TASK BRIEF | Set the data down again, exactly as it reads, but without the pictures.

---------------

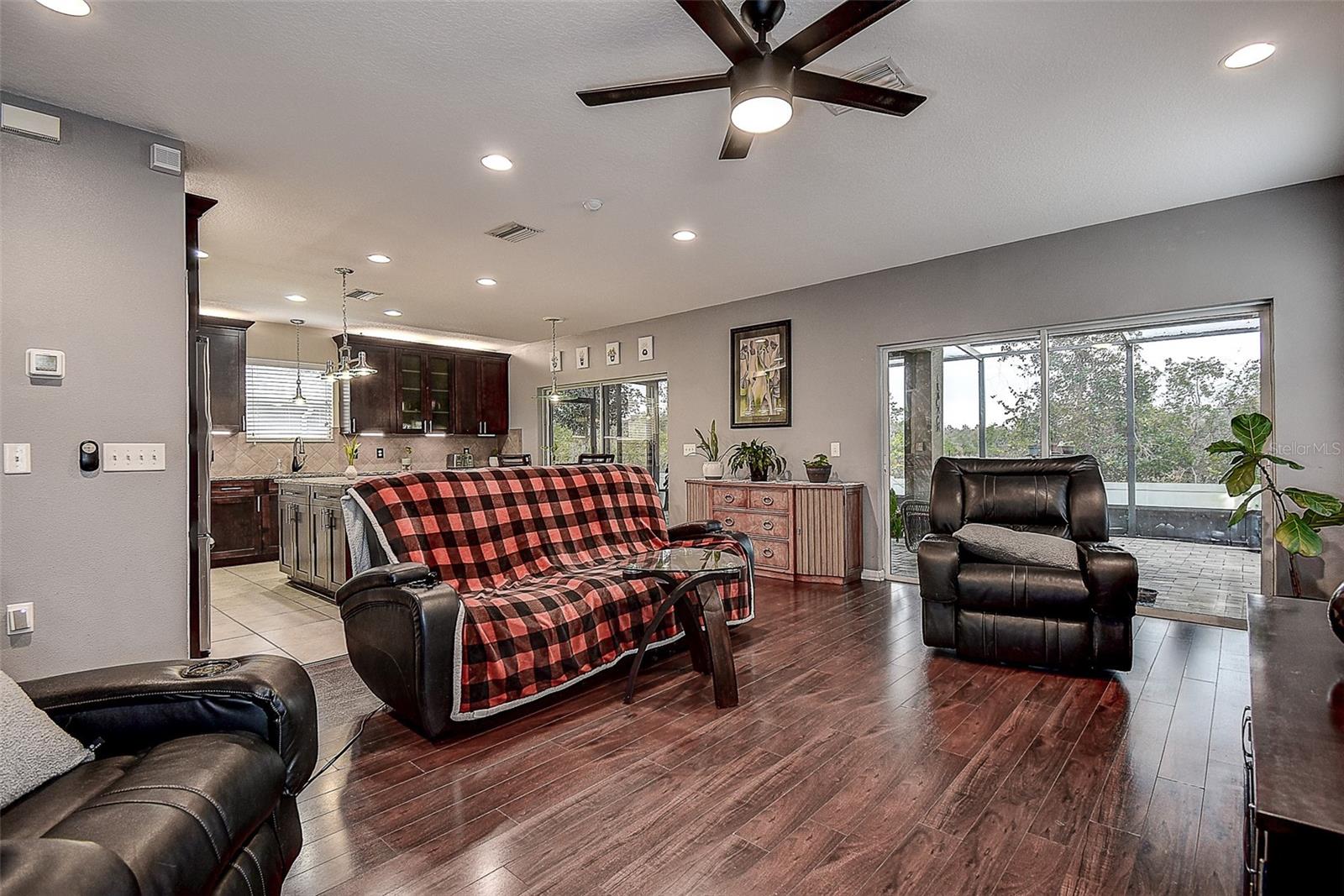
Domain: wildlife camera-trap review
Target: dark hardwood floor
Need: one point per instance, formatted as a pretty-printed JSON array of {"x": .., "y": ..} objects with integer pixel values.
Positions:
[{"x": 859, "y": 762}]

---------------

OUTPUT OF THE EXERCISE |
Domain: wildlife camera-trap review
Target: dark hardwood floor
Need: one point per instance, formatted as a pretty-printed JSON array of {"x": .., "y": ..} objects with integer pixel values.
Positions:
[{"x": 859, "y": 762}]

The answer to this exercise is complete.